Exercise brief =>
Render each line of the records below as one string in a JSON list, leaving out blank lines.

━━ Supplied records

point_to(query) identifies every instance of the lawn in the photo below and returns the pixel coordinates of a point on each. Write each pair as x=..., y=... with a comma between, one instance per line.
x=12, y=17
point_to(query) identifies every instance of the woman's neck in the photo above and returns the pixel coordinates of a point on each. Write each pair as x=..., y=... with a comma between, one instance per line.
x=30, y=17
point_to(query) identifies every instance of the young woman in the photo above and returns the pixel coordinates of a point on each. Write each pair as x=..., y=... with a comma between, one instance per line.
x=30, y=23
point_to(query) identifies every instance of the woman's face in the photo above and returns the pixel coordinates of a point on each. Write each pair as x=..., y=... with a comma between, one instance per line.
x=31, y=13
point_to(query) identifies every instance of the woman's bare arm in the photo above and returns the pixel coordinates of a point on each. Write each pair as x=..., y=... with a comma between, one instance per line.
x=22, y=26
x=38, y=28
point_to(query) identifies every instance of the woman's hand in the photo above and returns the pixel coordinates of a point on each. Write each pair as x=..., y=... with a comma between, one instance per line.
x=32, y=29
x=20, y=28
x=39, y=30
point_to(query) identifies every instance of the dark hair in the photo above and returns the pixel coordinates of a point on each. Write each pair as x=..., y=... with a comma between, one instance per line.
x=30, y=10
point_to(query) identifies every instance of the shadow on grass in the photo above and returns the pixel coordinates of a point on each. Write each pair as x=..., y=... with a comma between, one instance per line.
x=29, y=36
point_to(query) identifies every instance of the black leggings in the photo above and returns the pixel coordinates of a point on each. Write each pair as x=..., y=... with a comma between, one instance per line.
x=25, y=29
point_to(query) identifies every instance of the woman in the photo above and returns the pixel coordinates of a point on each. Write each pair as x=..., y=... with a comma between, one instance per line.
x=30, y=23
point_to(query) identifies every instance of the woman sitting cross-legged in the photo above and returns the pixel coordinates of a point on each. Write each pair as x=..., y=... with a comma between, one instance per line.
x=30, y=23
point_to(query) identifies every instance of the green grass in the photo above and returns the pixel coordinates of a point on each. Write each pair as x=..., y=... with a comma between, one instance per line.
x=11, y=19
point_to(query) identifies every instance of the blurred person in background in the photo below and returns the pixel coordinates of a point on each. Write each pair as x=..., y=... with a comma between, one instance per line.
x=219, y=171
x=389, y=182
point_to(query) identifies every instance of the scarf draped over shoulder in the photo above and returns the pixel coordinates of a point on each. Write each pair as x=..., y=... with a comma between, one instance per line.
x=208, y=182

━━━━

Output for this exercise =>
[
  "point_to(query) identifies every instance of the lawn in the photo below and returns the pixel coordinates of a point on each. Write each pair as x=..., y=... with a comma between, one instance per line.",
  "x=12, y=17",
  "point_to(query) identifies every instance of the woman's neck in the photo above and returns the pixel coordinates of a point on each. Write each pair as x=..., y=... with a comma between, one instance per line.",
  "x=30, y=17",
  "point_to(query) identifies every instance of the young woman in the photo above and returns the pixel coordinates of a point on each. Write each pair as x=..., y=... with a comma between, one instance per line.",
  "x=30, y=23",
  "point_to(query) identifies every instance of the woman's face in the photo above and returns the pixel coordinates of a point on each. Write each pair as x=..., y=... with a comma between, one instance per line.",
  "x=31, y=13",
  "point_to(query) identifies every instance of the woman's bare arm in the photo above and returns the pixel coordinates of a point on each. Write each pair as x=..., y=... with a comma between, one instance per line.",
  "x=22, y=26",
  "x=38, y=28",
  "point_to(query) identifies every instance of the woman's hand in the photo above and returns the pixel coordinates of a point on each. Write each pair as x=..., y=... with a comma between, one instance per line.",
  "x=32, y=29",
  "x=20, y=28",
  "x=39, y=30",
  "point_to(query) identifies every instance of the dark hair in the photo above and returns the pixel coordinates of a point on each. Write each pair as x=..., y=... with a comma between, one instance per line.",
  "x=30, y=10",
  "point_to(query) identifies every instance of the shadow on grass in the photo above and returns the pixel coordinates of a point on each. Write each pair as x=..., y=... with a comma between, one instance per line.",
  "x=29, y=36",
  "point_to(query) identifies every instance of the black leggings in the photo above and returns the pixel coordinates of a point on each. Write each pair as x=..., y=... with a comma between, one instance per line.",
  "x=25, y=29",
  "point_to(query) identifies every instance of the woman in the photo above and returns the pixel coordinates of a point on each. Write each pair as x=..., y=... with a comma between, one instance per line.",
  "x=30, y=23",
  "point_to(query) identifies every instance of the woman sitting cross-legged in the photo above and returns the pixel coordinates of a point on each. Write each pair as x=..., y=... with a comma between, one instance per line.",
  "x=30, y=23",
  "point_to(query) identifies every instance of the green grass in the photo above and returns the pixel coordinates of a point on each. Write each pair as x=..., y=... with a comma between, one instance per line.",
  "x=11, y=19",
  "point_to(query) identifies every instance of the blurred person in background in the photo below and returns the pixel coordinates of a point on each. Write each pair as x=..., y=... with a comma between, one instance per line.",
  "x=219, y=171",
  "x=389, y=182",
  "point_to(query) identifies every instance of the scarf draped over shoulder in the photo above and returns the pixel coordinates of a point on each. Write each pair as x=..., y=... with a comma between, one instance per line.",
  "x=208, y=182"
]